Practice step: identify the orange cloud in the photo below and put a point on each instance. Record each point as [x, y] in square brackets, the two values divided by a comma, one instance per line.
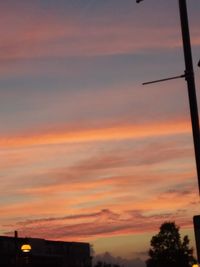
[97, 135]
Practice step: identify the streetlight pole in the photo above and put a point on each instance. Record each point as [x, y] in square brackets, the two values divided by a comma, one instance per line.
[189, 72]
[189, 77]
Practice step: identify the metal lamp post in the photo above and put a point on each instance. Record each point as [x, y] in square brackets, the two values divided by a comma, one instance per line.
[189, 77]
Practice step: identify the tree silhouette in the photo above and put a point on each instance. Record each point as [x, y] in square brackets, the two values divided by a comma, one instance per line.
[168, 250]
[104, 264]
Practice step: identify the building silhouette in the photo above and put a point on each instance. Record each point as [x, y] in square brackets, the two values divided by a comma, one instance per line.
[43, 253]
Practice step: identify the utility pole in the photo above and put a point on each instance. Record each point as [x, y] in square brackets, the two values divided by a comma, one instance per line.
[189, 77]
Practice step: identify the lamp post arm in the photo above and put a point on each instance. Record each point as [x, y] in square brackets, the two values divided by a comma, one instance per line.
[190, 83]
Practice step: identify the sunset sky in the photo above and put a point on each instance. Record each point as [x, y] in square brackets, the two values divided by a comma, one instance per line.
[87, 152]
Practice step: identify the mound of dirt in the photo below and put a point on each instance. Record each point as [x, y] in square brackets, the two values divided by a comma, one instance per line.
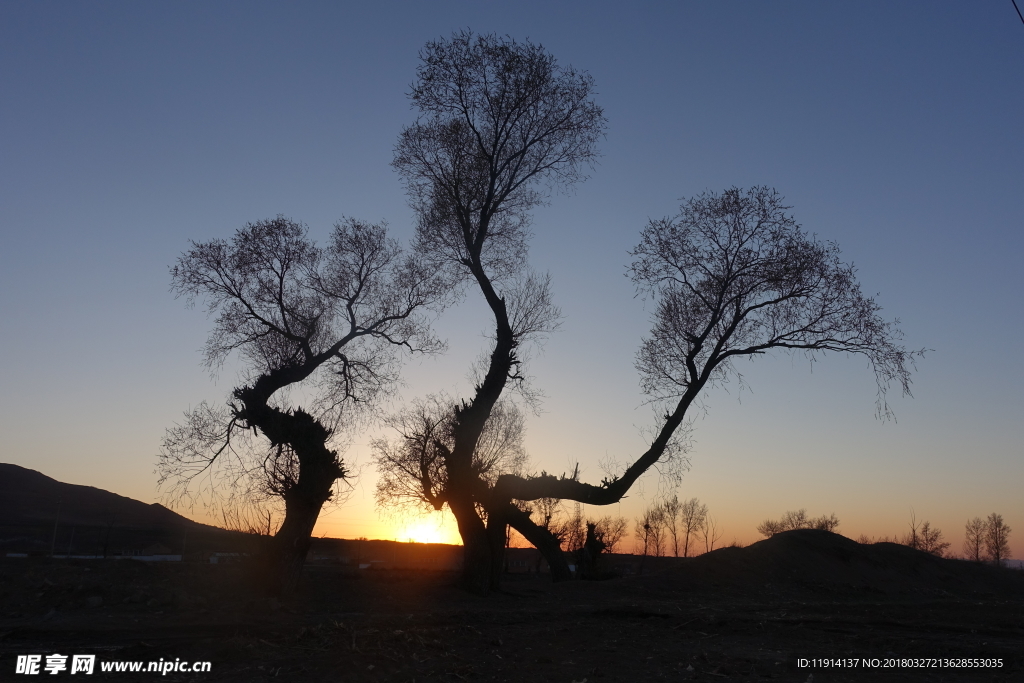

^^^^^^^^^^^^^^^^

Without the pictures, output the full listing exactly as it stands.

Practice step: identify the orange cloud in the photo below and put a point on each instance. Record each point as [x, y] in square brackets, the two values divided by a comma, one instance per line.
[97, 135]
Practice step: identify the streetlight pole in the photo above and put a point on each instance. Record each point as [x, y] in square brackets, the two values divided by a comma, one instance per line.
[189, 72]
[189, 77]
Practice step: identify the metal lamp post in the photo above and put a point on each instance. Record each point as [x, y] in square brackets, the two values divided by a comma, one instance per line.
[189, 77]
Practice step: identify the tree silhouette in the photo above and put a point on each instance. Record each point as [x, y] in square brackets, the two values divided by a comma, one instance per line.
[168, 250]
[104, 264]
Practice step: identify the building silhouette in the photo above and put a point on each instance. Record each point as [x, y] in square brackets, the two values divided by a comma, one instance per line.
[43, 253]
Practice step: identify the utility pole in the photo above and put a point on each instance. Record each point as [x, y] in square brackets, the two values divided by a comma, one instance per line.
[189, 77]
Practice step: identify the lamp post arm in the photo above and put a point on each instance. Record each point as [x, y] in square brackets, the two values divided by a comma, one instance per line.
[190, 83]
Practice step: identify the sunset sky in the photo above and put a point on each instance. Record each point as [x, y] in square brackets, the two values divided by a comma, one instance per line.
[87, 152]
Practice step: identify the mound of dirt in the photo below and put a point on each instance. Record each point as [x, y] in square brackets, the two values divided by a comma, one instance per line.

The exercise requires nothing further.